*REQUIRED WORK*
Find each line in the records below that contains the string "person", and copy all of those lines.

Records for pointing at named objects
[BEGIN]
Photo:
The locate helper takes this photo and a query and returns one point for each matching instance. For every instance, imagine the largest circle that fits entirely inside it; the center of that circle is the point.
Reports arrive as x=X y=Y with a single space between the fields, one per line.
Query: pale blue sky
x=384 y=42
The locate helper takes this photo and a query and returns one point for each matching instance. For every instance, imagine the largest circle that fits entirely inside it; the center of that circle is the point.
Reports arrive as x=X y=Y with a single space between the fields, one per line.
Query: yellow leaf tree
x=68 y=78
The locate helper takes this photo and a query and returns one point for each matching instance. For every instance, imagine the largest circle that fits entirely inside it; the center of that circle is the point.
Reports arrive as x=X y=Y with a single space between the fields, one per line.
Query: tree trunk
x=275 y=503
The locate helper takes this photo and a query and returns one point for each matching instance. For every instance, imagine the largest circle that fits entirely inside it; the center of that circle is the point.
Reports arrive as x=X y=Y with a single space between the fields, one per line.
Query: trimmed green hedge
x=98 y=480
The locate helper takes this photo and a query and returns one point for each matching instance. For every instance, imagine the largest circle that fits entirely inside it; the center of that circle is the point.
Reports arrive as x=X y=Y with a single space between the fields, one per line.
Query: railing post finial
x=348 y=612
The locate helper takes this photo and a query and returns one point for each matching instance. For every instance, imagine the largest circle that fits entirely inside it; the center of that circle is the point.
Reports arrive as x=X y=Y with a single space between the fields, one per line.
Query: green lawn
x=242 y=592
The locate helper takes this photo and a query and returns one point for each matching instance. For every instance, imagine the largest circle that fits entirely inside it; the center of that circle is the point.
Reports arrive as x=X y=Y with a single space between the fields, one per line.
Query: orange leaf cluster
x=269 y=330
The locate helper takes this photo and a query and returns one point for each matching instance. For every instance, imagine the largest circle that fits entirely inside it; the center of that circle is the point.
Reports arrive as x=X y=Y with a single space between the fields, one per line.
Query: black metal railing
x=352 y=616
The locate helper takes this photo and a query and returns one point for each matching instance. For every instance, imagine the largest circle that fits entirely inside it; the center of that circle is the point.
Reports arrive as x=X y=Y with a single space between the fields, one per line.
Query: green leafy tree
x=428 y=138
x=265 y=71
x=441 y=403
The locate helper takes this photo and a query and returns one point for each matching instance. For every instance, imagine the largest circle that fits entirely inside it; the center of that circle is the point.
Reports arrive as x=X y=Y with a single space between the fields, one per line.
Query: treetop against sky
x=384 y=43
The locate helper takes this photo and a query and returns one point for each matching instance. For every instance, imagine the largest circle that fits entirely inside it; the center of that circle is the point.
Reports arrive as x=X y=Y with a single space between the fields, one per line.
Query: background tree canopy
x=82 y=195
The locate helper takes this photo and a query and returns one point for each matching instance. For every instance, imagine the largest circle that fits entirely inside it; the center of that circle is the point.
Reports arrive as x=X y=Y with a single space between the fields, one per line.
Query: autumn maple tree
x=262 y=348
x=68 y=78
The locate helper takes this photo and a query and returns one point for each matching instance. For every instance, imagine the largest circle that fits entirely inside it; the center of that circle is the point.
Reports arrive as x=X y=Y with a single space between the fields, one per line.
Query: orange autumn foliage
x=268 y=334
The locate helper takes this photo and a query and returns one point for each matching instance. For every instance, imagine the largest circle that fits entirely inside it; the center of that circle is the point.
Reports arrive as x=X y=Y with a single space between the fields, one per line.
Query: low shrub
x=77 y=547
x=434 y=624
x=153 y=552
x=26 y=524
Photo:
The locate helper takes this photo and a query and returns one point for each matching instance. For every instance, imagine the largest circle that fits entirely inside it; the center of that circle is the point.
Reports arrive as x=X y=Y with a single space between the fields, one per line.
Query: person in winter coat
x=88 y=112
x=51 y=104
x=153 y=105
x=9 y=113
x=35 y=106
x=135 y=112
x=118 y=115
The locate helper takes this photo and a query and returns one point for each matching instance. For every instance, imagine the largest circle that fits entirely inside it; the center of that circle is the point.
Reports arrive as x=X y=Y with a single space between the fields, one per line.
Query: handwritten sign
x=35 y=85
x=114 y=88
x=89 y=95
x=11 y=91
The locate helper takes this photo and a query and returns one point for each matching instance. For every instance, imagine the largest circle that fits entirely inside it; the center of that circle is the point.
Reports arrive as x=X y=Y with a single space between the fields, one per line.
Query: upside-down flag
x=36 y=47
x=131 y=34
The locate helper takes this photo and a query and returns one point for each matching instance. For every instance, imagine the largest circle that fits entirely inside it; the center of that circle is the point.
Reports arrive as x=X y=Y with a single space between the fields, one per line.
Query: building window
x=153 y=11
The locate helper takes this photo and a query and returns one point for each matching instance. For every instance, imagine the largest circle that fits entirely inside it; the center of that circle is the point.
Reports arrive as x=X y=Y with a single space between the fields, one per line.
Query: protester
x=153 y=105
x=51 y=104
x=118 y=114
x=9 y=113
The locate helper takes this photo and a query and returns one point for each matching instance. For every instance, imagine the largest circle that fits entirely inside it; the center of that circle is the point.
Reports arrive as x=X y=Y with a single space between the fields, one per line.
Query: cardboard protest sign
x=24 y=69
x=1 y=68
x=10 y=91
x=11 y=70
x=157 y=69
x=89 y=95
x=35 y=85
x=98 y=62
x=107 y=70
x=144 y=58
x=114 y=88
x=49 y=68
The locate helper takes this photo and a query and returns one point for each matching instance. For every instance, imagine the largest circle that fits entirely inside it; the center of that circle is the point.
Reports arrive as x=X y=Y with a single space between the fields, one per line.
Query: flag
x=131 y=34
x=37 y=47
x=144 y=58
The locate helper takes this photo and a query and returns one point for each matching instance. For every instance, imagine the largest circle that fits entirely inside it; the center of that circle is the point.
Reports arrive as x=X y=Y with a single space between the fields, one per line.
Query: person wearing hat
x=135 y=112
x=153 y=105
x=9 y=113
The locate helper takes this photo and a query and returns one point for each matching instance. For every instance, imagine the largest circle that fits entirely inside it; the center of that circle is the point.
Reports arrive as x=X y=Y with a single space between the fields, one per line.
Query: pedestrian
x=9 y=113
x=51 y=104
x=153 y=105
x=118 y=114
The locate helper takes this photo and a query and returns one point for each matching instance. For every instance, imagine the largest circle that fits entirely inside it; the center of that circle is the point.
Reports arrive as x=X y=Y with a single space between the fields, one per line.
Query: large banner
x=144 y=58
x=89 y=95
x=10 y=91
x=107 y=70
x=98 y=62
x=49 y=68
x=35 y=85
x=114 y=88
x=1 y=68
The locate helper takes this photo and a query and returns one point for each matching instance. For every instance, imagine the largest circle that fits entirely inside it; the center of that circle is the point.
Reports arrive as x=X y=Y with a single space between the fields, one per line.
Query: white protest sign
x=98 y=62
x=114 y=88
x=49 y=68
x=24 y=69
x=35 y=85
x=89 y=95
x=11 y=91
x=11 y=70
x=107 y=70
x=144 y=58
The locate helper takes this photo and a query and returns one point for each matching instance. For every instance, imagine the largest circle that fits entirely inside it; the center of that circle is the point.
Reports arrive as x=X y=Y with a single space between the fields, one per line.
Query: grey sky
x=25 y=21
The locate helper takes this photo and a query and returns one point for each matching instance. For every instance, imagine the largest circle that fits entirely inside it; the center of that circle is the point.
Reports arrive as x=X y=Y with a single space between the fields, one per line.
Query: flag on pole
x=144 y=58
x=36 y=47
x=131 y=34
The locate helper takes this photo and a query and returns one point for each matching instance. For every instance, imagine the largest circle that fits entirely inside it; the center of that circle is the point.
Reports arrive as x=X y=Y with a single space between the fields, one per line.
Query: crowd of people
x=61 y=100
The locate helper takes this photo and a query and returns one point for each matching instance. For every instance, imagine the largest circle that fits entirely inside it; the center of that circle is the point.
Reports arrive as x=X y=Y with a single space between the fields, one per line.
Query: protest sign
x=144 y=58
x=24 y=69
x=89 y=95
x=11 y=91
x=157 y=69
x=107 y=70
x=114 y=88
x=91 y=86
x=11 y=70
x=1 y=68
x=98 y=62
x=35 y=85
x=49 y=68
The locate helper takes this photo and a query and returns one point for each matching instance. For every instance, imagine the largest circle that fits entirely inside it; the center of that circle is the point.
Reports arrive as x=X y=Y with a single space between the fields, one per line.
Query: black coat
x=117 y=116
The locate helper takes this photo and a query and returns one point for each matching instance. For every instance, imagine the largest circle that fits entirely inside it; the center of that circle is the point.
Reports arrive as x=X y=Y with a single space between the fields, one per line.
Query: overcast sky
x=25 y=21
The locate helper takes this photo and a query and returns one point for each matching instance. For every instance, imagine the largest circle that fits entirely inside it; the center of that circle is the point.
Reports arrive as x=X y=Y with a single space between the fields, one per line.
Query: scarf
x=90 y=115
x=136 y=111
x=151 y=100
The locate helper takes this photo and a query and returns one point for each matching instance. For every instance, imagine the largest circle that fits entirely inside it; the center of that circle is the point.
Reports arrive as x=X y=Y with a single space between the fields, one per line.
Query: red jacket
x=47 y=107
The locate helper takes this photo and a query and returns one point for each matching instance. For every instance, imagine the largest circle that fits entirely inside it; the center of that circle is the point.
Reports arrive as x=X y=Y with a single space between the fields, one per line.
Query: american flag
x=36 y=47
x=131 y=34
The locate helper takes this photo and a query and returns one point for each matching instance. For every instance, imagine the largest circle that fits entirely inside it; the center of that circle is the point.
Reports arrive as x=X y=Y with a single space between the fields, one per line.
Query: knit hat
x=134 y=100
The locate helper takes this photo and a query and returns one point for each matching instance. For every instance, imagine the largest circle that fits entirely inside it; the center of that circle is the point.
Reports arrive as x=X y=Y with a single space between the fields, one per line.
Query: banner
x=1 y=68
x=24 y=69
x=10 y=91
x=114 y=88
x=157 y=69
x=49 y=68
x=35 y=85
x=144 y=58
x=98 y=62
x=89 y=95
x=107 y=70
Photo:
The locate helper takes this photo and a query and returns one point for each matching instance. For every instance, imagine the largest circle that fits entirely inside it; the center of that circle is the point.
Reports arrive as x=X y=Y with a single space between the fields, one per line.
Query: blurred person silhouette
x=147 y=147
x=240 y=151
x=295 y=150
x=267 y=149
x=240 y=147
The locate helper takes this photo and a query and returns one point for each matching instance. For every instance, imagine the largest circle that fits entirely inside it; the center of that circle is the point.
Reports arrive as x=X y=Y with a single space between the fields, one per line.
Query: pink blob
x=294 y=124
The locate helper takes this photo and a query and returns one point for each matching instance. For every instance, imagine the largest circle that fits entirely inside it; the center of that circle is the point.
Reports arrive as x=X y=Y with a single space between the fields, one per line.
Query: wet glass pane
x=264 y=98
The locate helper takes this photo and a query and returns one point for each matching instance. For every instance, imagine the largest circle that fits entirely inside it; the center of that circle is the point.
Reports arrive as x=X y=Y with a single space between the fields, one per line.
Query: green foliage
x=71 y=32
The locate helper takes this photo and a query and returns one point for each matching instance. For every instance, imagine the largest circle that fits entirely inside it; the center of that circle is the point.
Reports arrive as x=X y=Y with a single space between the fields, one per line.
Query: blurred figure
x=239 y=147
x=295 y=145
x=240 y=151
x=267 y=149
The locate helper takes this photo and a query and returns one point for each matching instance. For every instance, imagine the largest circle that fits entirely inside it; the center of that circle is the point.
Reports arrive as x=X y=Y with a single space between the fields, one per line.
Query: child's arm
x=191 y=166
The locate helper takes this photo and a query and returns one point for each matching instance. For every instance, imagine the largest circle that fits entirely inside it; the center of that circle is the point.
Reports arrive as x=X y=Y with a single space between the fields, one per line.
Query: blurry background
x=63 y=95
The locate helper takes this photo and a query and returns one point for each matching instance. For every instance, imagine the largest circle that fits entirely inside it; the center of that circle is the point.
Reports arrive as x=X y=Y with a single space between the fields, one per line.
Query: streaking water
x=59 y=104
[END]
[BEGIN]
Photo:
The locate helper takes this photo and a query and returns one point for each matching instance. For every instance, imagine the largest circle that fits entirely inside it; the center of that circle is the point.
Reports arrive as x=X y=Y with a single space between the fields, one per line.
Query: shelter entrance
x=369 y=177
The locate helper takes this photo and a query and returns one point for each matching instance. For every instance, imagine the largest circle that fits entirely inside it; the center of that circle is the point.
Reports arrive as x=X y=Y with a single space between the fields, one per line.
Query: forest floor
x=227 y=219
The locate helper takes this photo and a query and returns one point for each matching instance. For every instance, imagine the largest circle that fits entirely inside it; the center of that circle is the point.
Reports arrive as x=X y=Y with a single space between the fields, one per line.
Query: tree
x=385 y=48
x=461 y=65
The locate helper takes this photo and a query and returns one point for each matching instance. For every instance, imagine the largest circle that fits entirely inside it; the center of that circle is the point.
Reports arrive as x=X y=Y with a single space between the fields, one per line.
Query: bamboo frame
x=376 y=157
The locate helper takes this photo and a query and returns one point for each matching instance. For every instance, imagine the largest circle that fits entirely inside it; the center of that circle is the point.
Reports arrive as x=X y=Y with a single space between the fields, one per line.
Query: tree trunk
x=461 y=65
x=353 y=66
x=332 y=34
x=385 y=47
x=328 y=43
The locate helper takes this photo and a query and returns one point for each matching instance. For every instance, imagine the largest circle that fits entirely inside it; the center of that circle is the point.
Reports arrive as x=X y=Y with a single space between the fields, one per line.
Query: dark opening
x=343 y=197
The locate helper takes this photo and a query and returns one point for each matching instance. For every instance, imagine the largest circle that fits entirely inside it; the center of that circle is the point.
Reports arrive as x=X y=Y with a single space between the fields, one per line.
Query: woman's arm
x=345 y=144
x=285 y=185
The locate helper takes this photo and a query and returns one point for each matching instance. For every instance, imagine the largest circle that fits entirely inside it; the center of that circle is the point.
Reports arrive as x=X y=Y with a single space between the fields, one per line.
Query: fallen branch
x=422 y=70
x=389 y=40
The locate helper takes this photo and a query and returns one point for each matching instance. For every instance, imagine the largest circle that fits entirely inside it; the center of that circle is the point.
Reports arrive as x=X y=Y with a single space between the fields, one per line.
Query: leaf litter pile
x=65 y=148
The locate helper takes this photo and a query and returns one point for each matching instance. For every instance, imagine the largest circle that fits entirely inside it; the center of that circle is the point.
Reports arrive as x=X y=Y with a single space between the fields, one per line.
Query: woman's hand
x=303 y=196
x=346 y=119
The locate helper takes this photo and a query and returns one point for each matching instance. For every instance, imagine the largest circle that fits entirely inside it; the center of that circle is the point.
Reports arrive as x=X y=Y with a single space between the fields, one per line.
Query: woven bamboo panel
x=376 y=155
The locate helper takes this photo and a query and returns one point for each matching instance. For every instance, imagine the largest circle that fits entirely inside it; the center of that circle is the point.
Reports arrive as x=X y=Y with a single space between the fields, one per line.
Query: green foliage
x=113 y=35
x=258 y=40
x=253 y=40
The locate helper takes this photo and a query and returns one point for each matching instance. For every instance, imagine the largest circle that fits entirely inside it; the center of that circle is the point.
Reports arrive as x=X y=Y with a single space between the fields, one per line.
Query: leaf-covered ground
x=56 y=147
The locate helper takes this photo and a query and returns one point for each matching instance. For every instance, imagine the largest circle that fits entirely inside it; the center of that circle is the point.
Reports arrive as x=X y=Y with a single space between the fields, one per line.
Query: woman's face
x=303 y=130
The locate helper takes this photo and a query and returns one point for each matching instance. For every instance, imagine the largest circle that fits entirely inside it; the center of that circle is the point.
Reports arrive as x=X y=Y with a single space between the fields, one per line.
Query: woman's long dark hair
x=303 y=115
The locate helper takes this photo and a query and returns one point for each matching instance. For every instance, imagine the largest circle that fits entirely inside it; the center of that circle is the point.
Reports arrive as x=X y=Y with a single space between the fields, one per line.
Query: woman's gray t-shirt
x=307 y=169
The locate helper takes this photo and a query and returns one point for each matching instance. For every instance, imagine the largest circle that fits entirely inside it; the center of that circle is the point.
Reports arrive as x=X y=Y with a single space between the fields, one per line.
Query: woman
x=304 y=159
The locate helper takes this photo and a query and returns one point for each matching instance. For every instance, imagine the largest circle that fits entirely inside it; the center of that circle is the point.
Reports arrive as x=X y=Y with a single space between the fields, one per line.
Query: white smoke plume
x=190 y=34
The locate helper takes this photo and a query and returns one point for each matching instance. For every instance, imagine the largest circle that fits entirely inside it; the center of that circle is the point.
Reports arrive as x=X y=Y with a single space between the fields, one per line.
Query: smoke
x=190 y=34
[END]
*RESULT FOR THIS EXERCISE*
Query: person in winter coat
Query: person wearing hat
Query: blurred person silhouette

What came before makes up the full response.